### What is expected
Starting at the beginning of the data and stopping after the line that contains "M 560 303 L", write those lines out again with "brown iris" swapped for "amber iris" and everything else unchanged. Leave the pictures out of your copy.

══ Records provided ══

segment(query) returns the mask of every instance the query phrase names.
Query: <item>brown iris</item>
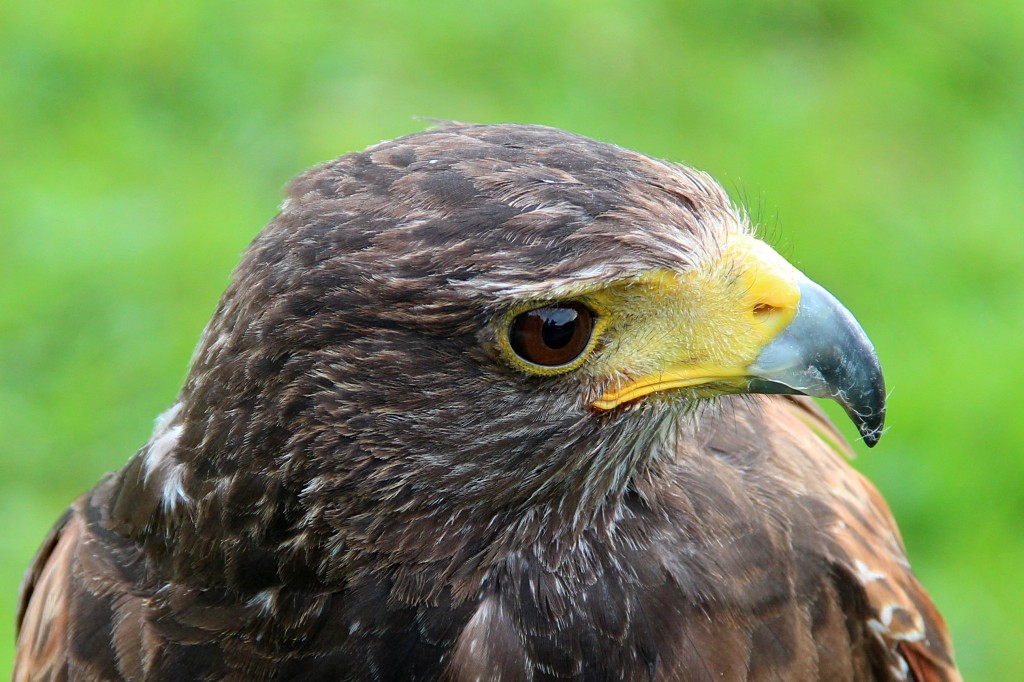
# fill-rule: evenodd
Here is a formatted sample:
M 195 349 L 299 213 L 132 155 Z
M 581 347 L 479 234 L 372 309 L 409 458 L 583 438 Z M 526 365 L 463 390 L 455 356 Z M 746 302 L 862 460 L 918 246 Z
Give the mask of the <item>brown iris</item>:
M 560 303 L 518 315 L 509 329 L 509 344 L 527 363 L 558 367 L 579 357 L 593 332 L 590 309 L 580 303 Z

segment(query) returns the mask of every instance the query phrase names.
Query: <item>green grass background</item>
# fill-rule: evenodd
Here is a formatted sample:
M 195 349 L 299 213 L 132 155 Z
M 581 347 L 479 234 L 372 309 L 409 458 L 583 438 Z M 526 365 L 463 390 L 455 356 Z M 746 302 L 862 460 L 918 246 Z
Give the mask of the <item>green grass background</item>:
M 857 466 L 964 672 L 1024 679 L 1022 114 L 1021 2 L 0 3 L 0 675 L 24 567 L 173 401 L 284 183 L 424 116 L 567 128 L 749 205 L 878 347 L 890 430 Z

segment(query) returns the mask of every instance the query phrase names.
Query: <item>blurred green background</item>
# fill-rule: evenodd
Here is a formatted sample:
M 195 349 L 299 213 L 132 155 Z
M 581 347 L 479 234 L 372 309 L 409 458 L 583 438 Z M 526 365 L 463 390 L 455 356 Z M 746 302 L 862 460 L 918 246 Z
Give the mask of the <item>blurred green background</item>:
M 0 675 L 37 545 L 173 401 L 284 183 L 423 116 L 566 128 L 746 204 L 879 349 L 890 430 L 856 465 L 967 678 L 1024 679 L 1022 114 L 1021 2 L 7 0 Z

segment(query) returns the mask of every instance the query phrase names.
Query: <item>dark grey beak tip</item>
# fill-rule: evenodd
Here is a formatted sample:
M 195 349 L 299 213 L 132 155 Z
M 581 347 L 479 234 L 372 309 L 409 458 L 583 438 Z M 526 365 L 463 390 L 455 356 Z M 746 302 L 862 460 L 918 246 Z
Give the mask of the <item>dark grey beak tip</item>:
M 853 423 L 857 425 L 857 430 L 860 431 L 860 437 L 863 439 L 864 444 L 868 447 L 874 447 L 874 444 L 882 438 L 885 427 L 885 408 L 881 412 L 868 417 L 856 415 L 852 410 L 849 410 L 847 414 L 850 415 Z
M 874 348 L 831 294 L 809 280 L 800 290 L 797 315 L 751 367 L 751 390 L 836 400 L 872 447 L 886 420 L 886 384 Z

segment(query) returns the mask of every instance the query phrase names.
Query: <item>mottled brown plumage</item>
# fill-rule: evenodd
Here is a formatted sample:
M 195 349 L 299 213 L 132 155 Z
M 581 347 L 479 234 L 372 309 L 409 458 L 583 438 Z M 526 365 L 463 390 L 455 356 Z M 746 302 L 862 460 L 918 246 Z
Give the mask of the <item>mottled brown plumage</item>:
M 748 231 L 707 175 L 535 126 L 309 171 L 150 442 L 43 544 L 14 679 L 959 679 L 809 399 L 595 409 L 653 367 L 654 308 L 601 313 L 571 371 L 504 350 L 523 306 L 643 300 Z

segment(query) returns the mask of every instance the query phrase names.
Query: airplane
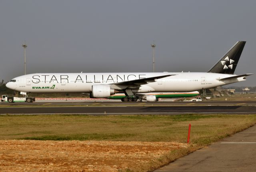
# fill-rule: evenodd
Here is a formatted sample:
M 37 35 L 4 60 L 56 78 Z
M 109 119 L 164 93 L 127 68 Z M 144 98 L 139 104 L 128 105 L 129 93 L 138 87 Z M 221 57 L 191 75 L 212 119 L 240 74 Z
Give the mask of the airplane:
M 123 100 L 130 102 L 137 101 L 138 94 L 210 88 L 244 81 L 253 74 L 234 74 L 245 43 L 237 42 L 207 72 L 34 73 L 15 78 L 6 86 L 24 95 L 88 93 L 92 98 L 105 98 L 123 93 Z
M 140 100 L 142 100 L 147 102 L 157 102 L 161 98 L 185 98 L 198 96 L 199 92 L 194 91 L 184 92 L 155 92 L 136 94 L 136 96 Z M 120 99 L 122 102 L 126 101 L 126 96 L 124 94 L 117 93 L 106 98 L 108 99 Z

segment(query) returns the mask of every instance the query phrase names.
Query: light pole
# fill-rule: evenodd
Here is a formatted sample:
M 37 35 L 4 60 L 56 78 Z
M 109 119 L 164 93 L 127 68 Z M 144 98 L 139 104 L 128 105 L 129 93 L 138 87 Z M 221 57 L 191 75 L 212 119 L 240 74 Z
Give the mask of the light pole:
M 24 47 L 24 73 L 26 74 L 26 48 L 28 47 L 26 42 L 24 44 L 22 44 L 22 47 Z
M 155 45 L 153 41 L 153 44 L 151 44 L 151 47 L 153 48 L 153 72 L 155 72 L 155 47 L 156 47 L 156 45 Z

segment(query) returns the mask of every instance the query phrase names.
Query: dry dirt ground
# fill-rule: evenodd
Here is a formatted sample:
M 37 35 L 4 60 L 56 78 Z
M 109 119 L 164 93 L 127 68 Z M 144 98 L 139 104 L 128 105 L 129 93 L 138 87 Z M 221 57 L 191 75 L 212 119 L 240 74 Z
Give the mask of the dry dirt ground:
M 0 140 L 0 171 L 117 172 L 187 146 L 170 142 Z

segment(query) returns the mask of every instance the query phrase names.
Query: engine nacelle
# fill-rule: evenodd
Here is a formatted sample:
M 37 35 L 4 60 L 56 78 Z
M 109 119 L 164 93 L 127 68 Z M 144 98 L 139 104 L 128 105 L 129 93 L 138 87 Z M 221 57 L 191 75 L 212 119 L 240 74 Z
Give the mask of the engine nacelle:
M 115 90 L 109 85 L 98 84 L 92 86 L 92 96 L 104 98 L 115 94 Z
M 146 96 L 144 100 L 146 100 L 147 102 L 157 102 L 158 101 L 158 98 L 156 98 L 156 96 L 152 95 Z

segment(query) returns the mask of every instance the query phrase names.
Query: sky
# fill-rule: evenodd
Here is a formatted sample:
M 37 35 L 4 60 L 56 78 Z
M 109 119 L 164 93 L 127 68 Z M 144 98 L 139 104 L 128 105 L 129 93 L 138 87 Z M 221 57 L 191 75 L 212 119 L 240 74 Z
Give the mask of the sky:
M 256 73 L 255 0 L 0 0 L 0 80 L 24 73 L 208 71 L 246 41 Z M 230 85 L 256 86 L 256 74 Z M 228 85 L 229 86 L 229 85 Z

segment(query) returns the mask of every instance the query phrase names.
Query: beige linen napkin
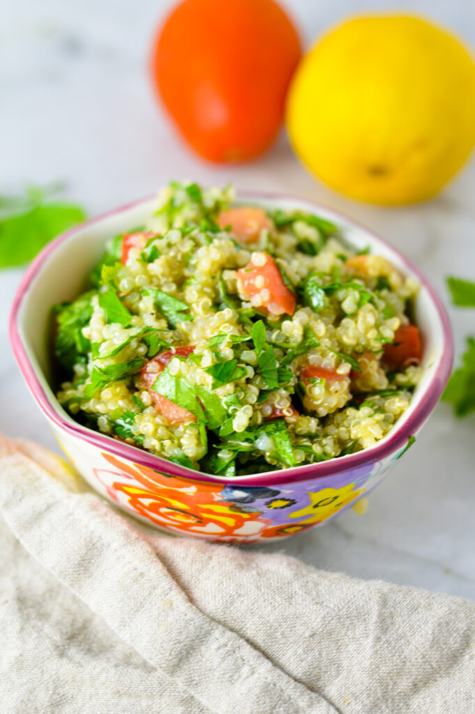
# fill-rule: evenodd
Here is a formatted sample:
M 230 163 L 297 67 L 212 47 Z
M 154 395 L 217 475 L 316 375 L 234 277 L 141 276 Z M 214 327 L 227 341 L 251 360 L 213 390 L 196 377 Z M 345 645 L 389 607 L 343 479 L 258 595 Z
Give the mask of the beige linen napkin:
M 475 605 L 176 539 L 0 441 L 1 714 L 474 714 Z

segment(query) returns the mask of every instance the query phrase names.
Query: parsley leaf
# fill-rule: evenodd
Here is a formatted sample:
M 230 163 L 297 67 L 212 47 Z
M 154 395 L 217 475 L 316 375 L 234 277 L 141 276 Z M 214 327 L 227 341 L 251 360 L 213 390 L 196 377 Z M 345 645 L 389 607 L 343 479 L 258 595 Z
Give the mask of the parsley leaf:
M 236 456 L 236 453 L 232 451 L 229 451 L 225 458 L 220 453 L 208 453 L 201 460 L 199 465 L 207 473 L 219 476 L 235 476 Z
M 85 218 L 76 204 L 45 201 L 41 189 L 30 190 L 24 198 L 0 197 L 0 268 L 28 263 L 51 240 Z
M 271 454 L 272 458 L 286 466 L 294 466 L 294 450 L 284 419 L 275 419 L 245 431 L 233 432 L 224 442 L 223 448 L 236 449 L 238 451 L 254 451 L 256 449 L 255 442 L 263 433 L 270 436 L 274 441 L 274 448 Z
M 262 320 L 254 323 L 251 337 L 257 355 L 257 363 L 266 384 L 270 389 L 278 389 L 280 385 L 277 374 L 277 360 L 274 353 L 274 348 L 267 344 L 266 326 Z
M 462 308 L 475 308 L 475 283 L 461 278 L 447 278 L 447 285 L 454 305 Z
M 296 357 L 299 357 L 300 355 L 309 352 L 310 350 L 313 350 L 315 347 L 318 347 L 319 344 L 320 343 L 315 337 L 311 328 L 309 327 L 308 325 L 306 325 L 304 328 L 304 339 L 301 341 L 300 344 L 296 345 L 296 346 L 289 350 L 289 352 L 281 362 L 281 367 L 286 366 L 288 364 L 290 364 Z
M 186 409 L 197 419 L 203 421 L 203 408 L 196 399 L 196 393 L 193 385 L 183 378 L 170 374 L 168 366 L 159 375 L 151 388 L 158 394 L 166 397 L 174 404 Z
M 61 364 L 71 371 L 91 348 L 91 343 L 83 336 L 82 328 L 92 315 L 91 298 L 95 290 L 81 295 L 72 303 L 64 303 L 53 308 L 56 314 L 56 333 L 54 353 Z
M 121 325 L 128 325 L 130 322 L 132 316 L 122 305 L 117 293 L 111 288 L 109 288 L 104 293 L 99 293 L 99 303 L 106 311 L 107 322 L 119 322 Z
M 144 360 L 141 357 L 135 357 L 128 362 L 121 362 L 120 364 L 111 364 L 107 367 L 93 367 L 89 379 L 84 386 L 84 397 L 91 399 L 94 394 L 101 391 L 111 382 L 131 376 L 143 366 Z
M 262 320 L 258 320 L 252 326 L 252 330 L 251 331 L 251 337 L 252 338 L 252 341 L 254 343 L 254 348 L 256 350 L 256 353 L 259 354 L 262 351 L 266 346 L 266 341 L 267 339 L 267 336 L 266 334 L 266 326 L 264 325 Z
M 475 338 L 466 341 L 461 366 L 452 373 L 442 394 L 442 401 L 452 404 L 457 416 L 475 411 Z
M 316 228 L 325 237 L 336 233 L 337 231 L 335 224 L 330 221 L 319 218 L 318 216 L 304 213 L 301 211 L 286 211 L 277 210 L 274 211 L 271 215 L 276 228 L 286 228 L 296 221 L 301 221 L 302 223 L 306 223 L 307 226 Z
M 134 434 L 132 431 L 132 426 L 135 423 L 135 416 L 136 415 L 131 411 L 123 411 L 118 414 L 115 414 L 113 411 L 111 414 L 111 421 L 114 425 L 114 431 L 118 436 L 121 439 L 134 439 L 136 443 L 141 446 L 145 436 L 144 434 Z
M 264 351 L 257 356 L 257 363 L 269 388 L 278 389 L 280 385 L 277 374 L 277 360 L 271 345 L 267 345 Z
M 222 400 L 201 384 L 196 386 L 195 392 L 203 408 L 204 423 L 214 431 L 220 429 L 228 416 Z
M 325 291 L 314 278 L 309 277 L 304 283 L 302 300 L 304 305 L 311 308 L 315 312 L 320 312 L 325 306 Z
M 238 366 L 236 359 L 228 360 L 226 362 L 219 362 L 211 367 L 206 367 L 204 371 L 207 372 L 213 378 L 213 389 L 220 387 L 229 382 L 235 382 L 247 374 L 245 367 Z
M 106 285 L 110 284 L 110 278 L 115 272 L 115 271 L 112 270 L 112 267 L 121 259 L 122 237 L 122 234 L 121 233 L 108 242 L 105 253 L 89 273 L 89 282 L 96 287 L 99 287 L 101 283 Z M 104 267 L 111 268 L 109 273 L 103 273 Z M 109 279 L 106 281 L 104 276 L 107 275 Z
M 114 357 L 134 339 L 140 339 L 145 343 L 148 347 L 147 357 L 150 358 L 154 357 L 160 351 L 161 347 L 170 348 L 172 346 L 170 343 L 166 342 L 159 336 L 158 330 L 147 326 L 143 328 L 133 327 L 127 331 L 126 337 L 119 344 L 111 347 L 107 352 L 101 349 L 101 345 L 93 344 L 91 346 L 93 357 L 100 357 L 101 359 L 104 357 Z
M 151 388 L 188 410 L 210 429 L 219 429 L 227 416 L 219 397 L 201 385 L 189 384 L 182 377 L 174 376 L 168 367 L 159 375 Z
M 240 342 L 248 342 L 250 339 L 250 335 L 233 335 L 227 332 L 219 332 L 217 335 L 211 337 L 209 341 L 208 346 L 209 347 L 216 347 L 226 341 L 231 344 L 239 344 Z
M 147 346 L 147 357 L 150 358 L 154 357 L 162 347 L 170 348 L 172 346 L 169 342 L 162 340 L 160 337 L 159 332 L 161 331 L 152 330 L 148 328 L 146 328 L 145 330 L 145 333 L 141 336 L 141 340 Z
M 187 315 L 186 311 L 189 309 L 186 303 L 174 298 L 171 295 L 167 295 L 161 290 L 156 290 L 154 288 L 149 288 L 144 291 L 145 295 L 149 295 L 154 301 L 155 305 L 166 318 L 169 324 L 171 327 L 176 327 L 181 322 L 192 320 L 191 315 Z

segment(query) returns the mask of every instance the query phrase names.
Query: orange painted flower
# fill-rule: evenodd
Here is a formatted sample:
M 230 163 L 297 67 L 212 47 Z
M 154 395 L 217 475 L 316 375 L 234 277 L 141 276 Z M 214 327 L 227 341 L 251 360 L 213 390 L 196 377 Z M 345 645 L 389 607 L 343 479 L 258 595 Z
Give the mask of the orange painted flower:
M 309 492 L 310 503 L 300 511 L 294 511 L 289 514 L 289 518 L 302 518 L 299 525 L 303 523 L 318 523 L 331 518 L 344 506 L 354 501 L 366 489 L 354 488 L 354 483 L 342 486 L 341 488 L 323 488 L 316 493 Z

═══

### Result for this task
segment(query) returns the mask of every instance the query phrase names.
Query: <item>amber iris</item>
# fill-rule: evenodd
Here is a formatted sample:
M 195 349 L 299 213 L 132 155 Z
M 581 347 L 479 234 L 372 309 L 409 458 L 583 438 Z M 526 365 L 463 390 L 455 356 Z M 746 302 L 862 460 L 918 246 Z
Give the mask of the <item>amber iris</item>:
M 560 303 L 518 315 L 509 329 L 509 344 L 527 363 L 558 367 L 579 357 L 593 332 L 590 309 L 580 303 Z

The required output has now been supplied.